* _Aim_
Extract, exactly as written, all lines of the material below from the line that includes "Practice. Pick out the green" through its last line.

* _Dataset_
= = = =

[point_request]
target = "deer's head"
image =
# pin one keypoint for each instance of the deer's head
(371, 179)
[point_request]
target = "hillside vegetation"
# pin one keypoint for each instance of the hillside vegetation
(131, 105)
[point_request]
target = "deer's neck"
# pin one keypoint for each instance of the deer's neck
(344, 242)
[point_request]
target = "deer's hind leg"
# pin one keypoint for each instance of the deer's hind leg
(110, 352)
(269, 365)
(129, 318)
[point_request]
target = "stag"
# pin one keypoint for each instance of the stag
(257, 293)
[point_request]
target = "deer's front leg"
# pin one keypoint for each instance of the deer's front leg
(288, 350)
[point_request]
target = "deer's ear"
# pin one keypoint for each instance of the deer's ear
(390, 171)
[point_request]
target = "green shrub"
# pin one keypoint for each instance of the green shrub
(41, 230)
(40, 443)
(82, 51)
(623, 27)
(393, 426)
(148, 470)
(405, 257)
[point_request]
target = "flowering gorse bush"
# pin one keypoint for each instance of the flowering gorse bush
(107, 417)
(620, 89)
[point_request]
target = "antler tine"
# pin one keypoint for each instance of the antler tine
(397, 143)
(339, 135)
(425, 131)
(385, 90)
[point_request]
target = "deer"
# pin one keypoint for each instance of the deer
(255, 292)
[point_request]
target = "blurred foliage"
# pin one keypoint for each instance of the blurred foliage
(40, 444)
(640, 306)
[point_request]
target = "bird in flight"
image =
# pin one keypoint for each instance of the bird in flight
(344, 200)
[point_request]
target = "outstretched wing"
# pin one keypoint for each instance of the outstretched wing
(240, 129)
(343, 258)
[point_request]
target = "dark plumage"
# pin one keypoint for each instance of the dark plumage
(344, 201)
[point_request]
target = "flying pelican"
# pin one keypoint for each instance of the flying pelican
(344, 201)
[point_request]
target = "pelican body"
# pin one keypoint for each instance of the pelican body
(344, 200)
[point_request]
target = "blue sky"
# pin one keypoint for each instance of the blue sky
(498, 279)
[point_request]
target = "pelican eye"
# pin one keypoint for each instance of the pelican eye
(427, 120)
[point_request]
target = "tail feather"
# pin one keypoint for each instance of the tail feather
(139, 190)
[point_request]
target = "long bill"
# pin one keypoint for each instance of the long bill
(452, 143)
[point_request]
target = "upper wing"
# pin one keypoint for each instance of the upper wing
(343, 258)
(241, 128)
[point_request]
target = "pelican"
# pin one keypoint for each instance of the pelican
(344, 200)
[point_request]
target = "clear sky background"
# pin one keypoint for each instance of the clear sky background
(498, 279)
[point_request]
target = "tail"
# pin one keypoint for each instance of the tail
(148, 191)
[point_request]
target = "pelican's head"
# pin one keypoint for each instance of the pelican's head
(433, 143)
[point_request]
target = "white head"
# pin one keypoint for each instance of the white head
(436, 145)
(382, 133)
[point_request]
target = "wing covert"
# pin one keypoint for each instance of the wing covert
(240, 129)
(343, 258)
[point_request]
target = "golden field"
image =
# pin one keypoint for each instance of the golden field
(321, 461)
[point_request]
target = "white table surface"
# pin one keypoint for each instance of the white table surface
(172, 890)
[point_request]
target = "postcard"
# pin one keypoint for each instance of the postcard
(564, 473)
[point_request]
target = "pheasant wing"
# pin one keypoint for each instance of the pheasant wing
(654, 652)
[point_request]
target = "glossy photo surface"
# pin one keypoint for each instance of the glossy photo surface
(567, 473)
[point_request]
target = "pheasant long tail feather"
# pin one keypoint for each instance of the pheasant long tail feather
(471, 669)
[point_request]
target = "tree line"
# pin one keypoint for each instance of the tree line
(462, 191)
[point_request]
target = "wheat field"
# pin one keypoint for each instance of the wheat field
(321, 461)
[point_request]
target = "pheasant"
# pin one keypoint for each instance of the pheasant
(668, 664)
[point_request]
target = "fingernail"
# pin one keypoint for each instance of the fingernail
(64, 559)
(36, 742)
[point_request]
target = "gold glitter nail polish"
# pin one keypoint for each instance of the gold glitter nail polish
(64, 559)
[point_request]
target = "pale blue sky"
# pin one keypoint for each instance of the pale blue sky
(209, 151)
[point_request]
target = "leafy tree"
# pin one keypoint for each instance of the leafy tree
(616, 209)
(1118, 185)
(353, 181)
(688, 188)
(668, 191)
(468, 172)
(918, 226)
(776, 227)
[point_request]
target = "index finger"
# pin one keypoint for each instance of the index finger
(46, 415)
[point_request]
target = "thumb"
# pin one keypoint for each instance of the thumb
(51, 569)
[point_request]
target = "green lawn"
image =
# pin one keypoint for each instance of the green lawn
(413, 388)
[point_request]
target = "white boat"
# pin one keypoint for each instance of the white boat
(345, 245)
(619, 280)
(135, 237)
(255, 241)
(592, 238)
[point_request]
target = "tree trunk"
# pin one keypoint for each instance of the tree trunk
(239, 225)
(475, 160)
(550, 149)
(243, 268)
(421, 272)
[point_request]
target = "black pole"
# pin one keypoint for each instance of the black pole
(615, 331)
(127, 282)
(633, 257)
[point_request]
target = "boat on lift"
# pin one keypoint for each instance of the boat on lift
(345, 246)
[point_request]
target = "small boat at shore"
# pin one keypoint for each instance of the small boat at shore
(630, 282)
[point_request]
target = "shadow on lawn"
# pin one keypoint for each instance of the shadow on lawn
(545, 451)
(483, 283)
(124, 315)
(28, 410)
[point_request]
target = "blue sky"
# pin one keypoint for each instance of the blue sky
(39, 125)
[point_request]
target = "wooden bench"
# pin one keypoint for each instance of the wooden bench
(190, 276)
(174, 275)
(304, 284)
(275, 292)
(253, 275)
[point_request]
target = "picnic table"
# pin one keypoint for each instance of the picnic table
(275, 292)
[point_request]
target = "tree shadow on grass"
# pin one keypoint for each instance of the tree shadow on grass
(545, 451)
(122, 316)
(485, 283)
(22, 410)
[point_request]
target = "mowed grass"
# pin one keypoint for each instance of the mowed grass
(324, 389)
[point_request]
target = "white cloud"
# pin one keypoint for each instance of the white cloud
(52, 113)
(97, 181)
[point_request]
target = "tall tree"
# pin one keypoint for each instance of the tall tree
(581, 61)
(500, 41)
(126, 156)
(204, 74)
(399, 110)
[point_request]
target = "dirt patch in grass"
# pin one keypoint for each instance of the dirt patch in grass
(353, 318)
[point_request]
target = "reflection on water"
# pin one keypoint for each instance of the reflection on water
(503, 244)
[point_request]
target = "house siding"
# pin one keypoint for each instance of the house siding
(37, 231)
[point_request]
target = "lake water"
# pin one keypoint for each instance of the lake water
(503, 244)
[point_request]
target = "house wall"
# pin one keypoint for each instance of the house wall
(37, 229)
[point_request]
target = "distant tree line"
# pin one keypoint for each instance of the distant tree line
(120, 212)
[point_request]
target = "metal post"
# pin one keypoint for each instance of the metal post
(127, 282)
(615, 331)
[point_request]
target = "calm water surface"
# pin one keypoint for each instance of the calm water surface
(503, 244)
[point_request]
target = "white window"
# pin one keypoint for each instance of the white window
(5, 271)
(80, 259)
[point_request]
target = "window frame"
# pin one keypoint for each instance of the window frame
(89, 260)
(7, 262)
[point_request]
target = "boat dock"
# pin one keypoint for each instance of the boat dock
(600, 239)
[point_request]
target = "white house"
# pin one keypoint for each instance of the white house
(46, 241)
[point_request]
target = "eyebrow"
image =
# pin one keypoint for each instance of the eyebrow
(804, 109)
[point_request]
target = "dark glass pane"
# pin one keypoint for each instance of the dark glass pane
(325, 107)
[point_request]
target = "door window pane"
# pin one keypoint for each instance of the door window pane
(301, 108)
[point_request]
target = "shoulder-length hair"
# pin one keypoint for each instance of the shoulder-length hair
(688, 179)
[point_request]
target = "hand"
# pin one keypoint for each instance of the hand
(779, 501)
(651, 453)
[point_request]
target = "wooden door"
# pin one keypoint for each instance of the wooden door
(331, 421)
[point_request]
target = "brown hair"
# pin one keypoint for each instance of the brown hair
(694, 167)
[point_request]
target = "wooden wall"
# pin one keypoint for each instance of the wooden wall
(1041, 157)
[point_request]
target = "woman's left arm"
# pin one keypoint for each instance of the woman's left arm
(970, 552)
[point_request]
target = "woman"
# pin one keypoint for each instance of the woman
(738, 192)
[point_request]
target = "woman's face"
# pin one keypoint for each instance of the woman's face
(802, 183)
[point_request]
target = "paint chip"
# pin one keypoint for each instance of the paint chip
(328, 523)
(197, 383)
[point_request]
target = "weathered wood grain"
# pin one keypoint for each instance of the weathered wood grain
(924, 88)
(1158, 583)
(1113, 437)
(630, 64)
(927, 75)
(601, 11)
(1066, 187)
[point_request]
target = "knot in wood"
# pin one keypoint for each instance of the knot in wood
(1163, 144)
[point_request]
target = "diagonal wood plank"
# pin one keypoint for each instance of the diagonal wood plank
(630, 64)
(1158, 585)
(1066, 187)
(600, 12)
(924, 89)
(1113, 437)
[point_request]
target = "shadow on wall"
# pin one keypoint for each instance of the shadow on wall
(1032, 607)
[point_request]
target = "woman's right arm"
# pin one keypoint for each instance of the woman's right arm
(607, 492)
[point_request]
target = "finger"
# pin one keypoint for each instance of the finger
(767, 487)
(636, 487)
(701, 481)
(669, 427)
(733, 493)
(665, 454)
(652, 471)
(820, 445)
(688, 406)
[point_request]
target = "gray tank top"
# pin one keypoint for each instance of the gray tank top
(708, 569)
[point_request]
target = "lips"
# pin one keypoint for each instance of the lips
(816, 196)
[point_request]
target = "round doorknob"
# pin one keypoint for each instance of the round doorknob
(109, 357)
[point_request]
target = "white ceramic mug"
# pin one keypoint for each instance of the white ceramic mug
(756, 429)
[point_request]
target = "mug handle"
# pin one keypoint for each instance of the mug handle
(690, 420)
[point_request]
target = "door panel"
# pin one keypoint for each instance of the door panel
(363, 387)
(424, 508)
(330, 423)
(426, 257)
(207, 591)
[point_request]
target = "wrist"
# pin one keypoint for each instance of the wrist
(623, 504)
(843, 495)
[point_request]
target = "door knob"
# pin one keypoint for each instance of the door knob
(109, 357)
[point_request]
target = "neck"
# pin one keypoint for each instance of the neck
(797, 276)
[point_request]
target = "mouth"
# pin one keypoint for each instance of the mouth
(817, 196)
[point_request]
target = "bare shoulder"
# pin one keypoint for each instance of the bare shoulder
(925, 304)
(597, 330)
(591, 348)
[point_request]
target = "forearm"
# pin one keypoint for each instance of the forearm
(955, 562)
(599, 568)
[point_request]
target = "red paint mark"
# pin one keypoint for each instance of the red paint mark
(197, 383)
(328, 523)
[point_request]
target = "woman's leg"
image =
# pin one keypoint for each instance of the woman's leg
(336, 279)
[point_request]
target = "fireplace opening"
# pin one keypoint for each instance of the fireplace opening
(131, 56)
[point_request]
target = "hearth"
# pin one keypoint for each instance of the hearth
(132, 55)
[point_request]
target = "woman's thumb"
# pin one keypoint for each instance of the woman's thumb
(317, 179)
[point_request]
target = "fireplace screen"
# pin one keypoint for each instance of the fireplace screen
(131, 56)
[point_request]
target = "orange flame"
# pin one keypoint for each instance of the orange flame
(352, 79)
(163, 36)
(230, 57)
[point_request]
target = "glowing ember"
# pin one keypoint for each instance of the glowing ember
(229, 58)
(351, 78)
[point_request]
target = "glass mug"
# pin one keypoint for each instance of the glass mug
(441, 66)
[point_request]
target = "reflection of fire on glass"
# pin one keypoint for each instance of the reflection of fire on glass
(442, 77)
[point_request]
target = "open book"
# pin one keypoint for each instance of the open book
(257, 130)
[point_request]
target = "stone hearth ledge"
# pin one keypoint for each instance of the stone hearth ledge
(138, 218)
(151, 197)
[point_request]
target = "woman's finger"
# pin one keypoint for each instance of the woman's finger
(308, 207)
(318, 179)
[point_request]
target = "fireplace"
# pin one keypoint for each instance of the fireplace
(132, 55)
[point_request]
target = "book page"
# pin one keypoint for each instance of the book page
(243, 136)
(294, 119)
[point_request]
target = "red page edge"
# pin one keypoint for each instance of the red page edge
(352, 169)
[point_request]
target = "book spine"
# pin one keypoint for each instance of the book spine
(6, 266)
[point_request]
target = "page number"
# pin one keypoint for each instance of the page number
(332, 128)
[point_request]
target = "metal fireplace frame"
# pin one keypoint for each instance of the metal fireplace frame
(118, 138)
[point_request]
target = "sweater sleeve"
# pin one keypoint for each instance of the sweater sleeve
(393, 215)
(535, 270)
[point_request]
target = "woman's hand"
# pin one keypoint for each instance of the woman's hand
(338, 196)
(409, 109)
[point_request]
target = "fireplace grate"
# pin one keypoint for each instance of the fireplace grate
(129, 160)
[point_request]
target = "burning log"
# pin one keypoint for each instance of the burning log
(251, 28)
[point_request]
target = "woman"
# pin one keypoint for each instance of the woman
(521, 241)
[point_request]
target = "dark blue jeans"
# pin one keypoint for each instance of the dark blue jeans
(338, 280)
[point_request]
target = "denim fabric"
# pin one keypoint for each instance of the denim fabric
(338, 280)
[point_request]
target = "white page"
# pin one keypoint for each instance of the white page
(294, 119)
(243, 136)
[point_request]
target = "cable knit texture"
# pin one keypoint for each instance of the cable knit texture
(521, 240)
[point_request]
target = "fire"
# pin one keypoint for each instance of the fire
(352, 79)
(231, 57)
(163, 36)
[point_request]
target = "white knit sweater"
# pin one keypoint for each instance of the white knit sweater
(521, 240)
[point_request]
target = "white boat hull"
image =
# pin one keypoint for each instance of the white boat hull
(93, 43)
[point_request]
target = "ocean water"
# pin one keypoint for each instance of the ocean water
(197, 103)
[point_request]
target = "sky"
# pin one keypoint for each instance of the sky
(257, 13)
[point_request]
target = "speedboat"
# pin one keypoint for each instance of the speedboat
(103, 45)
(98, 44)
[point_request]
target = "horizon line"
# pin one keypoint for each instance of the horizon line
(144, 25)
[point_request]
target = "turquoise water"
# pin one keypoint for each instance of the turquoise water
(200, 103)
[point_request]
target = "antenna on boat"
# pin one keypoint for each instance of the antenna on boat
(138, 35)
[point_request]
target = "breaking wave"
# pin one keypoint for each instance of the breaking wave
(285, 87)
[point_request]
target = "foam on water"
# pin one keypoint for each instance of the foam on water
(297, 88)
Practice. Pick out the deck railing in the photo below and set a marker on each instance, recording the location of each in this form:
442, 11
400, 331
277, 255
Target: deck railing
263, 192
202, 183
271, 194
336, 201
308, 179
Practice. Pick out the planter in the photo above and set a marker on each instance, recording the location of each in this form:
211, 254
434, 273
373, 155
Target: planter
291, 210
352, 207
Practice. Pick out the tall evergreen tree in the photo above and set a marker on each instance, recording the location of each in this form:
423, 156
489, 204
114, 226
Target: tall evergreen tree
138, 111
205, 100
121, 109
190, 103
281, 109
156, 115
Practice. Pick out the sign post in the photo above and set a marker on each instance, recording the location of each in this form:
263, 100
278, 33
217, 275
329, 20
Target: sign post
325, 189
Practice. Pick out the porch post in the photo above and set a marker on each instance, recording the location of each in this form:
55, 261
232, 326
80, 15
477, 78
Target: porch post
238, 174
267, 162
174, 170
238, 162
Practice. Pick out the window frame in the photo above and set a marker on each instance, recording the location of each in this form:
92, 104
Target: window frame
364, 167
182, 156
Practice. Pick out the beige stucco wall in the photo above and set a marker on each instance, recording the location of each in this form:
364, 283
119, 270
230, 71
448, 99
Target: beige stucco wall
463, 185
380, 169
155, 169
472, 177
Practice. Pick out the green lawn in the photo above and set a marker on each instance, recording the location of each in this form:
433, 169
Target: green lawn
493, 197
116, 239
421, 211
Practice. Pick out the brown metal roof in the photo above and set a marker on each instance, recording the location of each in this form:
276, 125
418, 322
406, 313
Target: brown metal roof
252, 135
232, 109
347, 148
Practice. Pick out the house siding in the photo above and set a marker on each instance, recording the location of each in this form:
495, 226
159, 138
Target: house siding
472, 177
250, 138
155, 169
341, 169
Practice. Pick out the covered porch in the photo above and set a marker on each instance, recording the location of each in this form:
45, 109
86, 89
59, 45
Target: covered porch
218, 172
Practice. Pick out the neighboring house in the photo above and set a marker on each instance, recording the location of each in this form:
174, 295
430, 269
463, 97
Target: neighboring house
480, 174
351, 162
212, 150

= = = =

* _Correct output_
Practice. Pick out the green lawn in the photo above and set a marker on each instance, recording the location of each in this form:
433, 169
Target: green lawn
493, 197
116, 239
421, 211
Practice. Pick out the brown metal roof in the photo above and set a marker on each instance, recording the location of each in this form:
276, 125
418, 322
406, 313
Target: brown metal roof
252, 135
232, 109
347, 148
Practice. Pick out the house siding in the photo above and set a marker on each instance, recording the location of each in this form:
495, 226
159, 138
Target: house siding
472, 177
250, 138
155, 169
341, 169
Practice. Pick out the covered porch in the photo above and set a marker on each instance, recording the location of each in this form:
45, 109
86, 89
59, 45
Target: covered porch
218, 172
Practice. Pick out the neighboring house in the photo above and set a marker on each instance, recording the location of each in this form:
174, 295
430, 269
463, 97
Target: neighboring house
480, 174
351, 162
212, 150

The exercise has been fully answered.